This section sets up automated hourly data collection to build a historical traffic database.

In [7]:
import time
import sqlite3
from datetime import datetime, timedelta
import schedule

def collect_traffic_data_with_timestamp(bbox, api_key, location_name):
    """
    Collect traffic data and add timestamp for historical tracking
    
    Returns:
    - Tuple of (flow_df, incidents_df) with timestamp column added
    """
    timestamp = datetime.now()
    
    # Fetch traffic flow data (use_cache=False to get fresh data)
    print(f"\n{'='*60}")
    print(f"Collecting data at: {timestamp.strftime('%Y-%m-%d %H:%M:%S')}")
    print(f"{'='*60}")
    
    flow_data = fetch_traffic_flow(bbox, api_key, use_cache=False)
    incidents_data = fetch_traffic_incidents(bbox, api_key, use_cache=False)
    
    # Parse to dataframes
    flow_df = None
    incidents_df = None
    
    if flow_data:
        flow_df = parse_traffic_flow_to_dataframe(flow_data)
        if flow_df is not None:
            flow_df['timestamp'] = timestamp
            flow_df['hour'] = timestamp.hour
            flow_df['day_of_week'] = timestamp.strftime('%A')
            flow_df['date'] = timestamp.date()
            print(f"✓ Collected {len(flow_df)} traffic flow records")
    
    if incidents_data:
        incidents_df = parse_incidents_to_dataframe(incidents_data)
        if incidents_df is not None and len(incidents_df) > 0:
            incidents_df['timestamp'] = timestamp
            incidents_df['hour'] = timestamp.hour
            incidents_df['day_of_week'] = timestamp.strftime('%A')
            incidents_df['date'] = timestamp.date()
            print(f"✓ Collected {len(incidents_df)} traffic incident records")
        else:
            print("✓ No incidents at this time")
    
    return flow_df, incidents_df

print("Batch collection function defined!")

Batch collection function defined!

• _INSTRUCTIONS_
**A.** Reproduce the part of the traffic data collection code starting at "Collect traffic data" and ending at "fetch_traffic_flow(bbox, api_key, use_cache=False)".
**B.** Answer these questions about the traffic data collection code:
(i) What value is passed for use_cache when the flow and incident data are fetched?
(ii) What message is printed when no incident records are collected?
(iii) What does the function return?
**C.** Extend the hourly traffic data collection code beyond its last shown line.

• _GIVEN DATA_
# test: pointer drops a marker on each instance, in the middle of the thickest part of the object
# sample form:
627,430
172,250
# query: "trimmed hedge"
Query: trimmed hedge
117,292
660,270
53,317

• _OUTPUTS_
**A.**
Collect traffic data and add timestamp for historical tracking
    
    Returns:
    - Tuple of (flow_df, incidents_df) with timestamp column added
    """
    timestamp = datetime.now()
    
    # Fetch traffic flow data (use_cache=False to get fresh data)
    print(f"\n{'='*60}")
    print(f"Collecting data at: {timestamp.strftime('%Y-%m-%d %H:%M:%S')}")
    print(f"{'='*60}")
    
    flow_data = fetch_traffic_flow(bbox, api_key, use_cache=False)

**B.**
(i) False
(ii) "✓ No incidents at this time"
(iii) A tuple of flow_df and incidents_df, each with a timestamp column added.

**C.**
### Option 1: Save to SQLite Database (Recommended for Historical Data)

In [8]:
def save_to_sqlite(flow_df, incidents_df, db_name='traffic_historical.db'):
    """
    Save traffic data to SQLite database for historical analysis
    
    Parameters:
    - flow_df: DataFrame with traffic flow data
    - incidents_df: DataFrame with traffic incidents data
    - db_name: Name of SQLite database file
    """
    conn = sqlite3.connect(db_name)
    
    try:
        # Save traffic flow data
        if flow_df is not None and len(flow_df) > 0:
            # Convert geometry to string for storage
            flow_df_copy = flow_df.copy()
            if 'geometry' in flow_df_copy.columns:
                flow_df_copy['geometry'] = flow_df_copy['geometry'].astype(str)
            
            # Check if table exists and has correct schema
            cursor = conn.cursor()
            cursor.execute("SELECT name FROM sqlite_master WHERE type='table' AND name='traffic_flow'")
            table_exists = cursor.fetchone() is not None
            
            if table_exists:
                # Check if timestamp column exists
                cursor.execute("PRAGMA table_info(traffic_flow)")
                columns = [row[1] for row in cursor.fetchall()]
                if 'timestamp' not in columns:
                    print("⚠ Warning: Existing table schema is outdated. Dropping and recreating table...")
                    cursor.execute("DROP TABLE traffic_flow")
                    conn.commit()
                    table_exists = False
            
            # Use 'replace' for first insert to create table, then 'append'
            if_exists = 'replace' if not table_exists else 'append'
            flow_df_copy.to_sql('traffic_flow', conn, if_exists=if_exists, index=False)
            print(f"✓ Saved {len(flow_df)} flow records to database")
        
        # Save traffic incidents data
        if incidents_df is not None and len(incidents_df) > 0:
            incidents_df_copy = incidents_df.copy()
            if 'geometry' in incidents_df_copy.columns:
                incidents_df_copy['geometry'] = incidents_df_copy['geometry'].astype(str)
            
            # Check if table exists and has correct schema
            cursor = conn.cursor()
            cursor.execute("SELECT name FROM sqlite_master WHERE type='table' AND name='traffic_incidents'")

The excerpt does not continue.